### [TEXT SHOWN]
====================

Working longer has become a policy priority in recent years, but how can people be actively encouraged to retire later? What needs to change in the workplace in order to persuade people to extend their working life? UCL’s Ewan Carr, as part of the renEWL project, has been looking at survey information from the English Longitudinal Study of Ageing (ELSA) to see what matters to older workers when it comes to deciding whether or not to retire.
Rates of employment among older workers (aged 50-64) may have increased in the last decade or so, but across Europe, significant numbers of people in this age group continue to retire before the statutory pension age. In fact, more people retire before statutory pension age than after it.
For policymakers seeking to change that position, and for businesses looking for how best to modify the workplace to help achieve it, a better understanding of the drivers behind early retirement is essential.
Job demands and conditions
We looked at the working lives of nearly 3500 members of the ELSA study to see whether the demands and conditions of their job influenced the preferred and actual timing of their retirement. We focused on the mental as well as the physical demands of their job.
We anticipated that those with physically and mentally demanding jobs would prefer and, where possible, opt for early retirement, whilst those with fulfilling jobs, with decision making powers, support and recognition, good career opportunities and financial reward would be happy to work longer.

====================

### [DATA]
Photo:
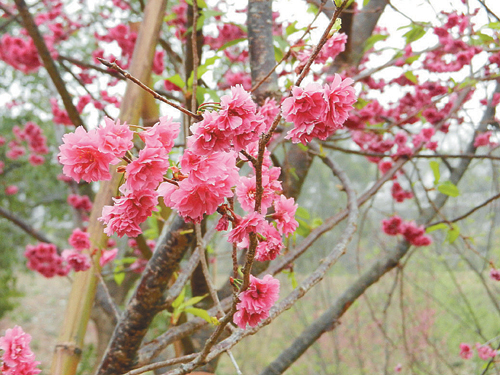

====================

### [THE PROBLEM]
Please decide whether each of the following statements agrees with the text on working longer, giving yes or no and quoting the words from it that settle the point. 1. More people retire before the statutory pension age than after it. 2. The study examined the working lives of nearly 5000 ELSA members. 3. The study considered only the physical demands of people's jobs.

### [COMPLETE OUTPUT]
1. Yes: "more people retire before statutory pension age than after it."
2. No: "We looked at the working lives of nearly 3500 members of the ELSA study"
3. No: "We focused on the mental as well as the physical demands of their job."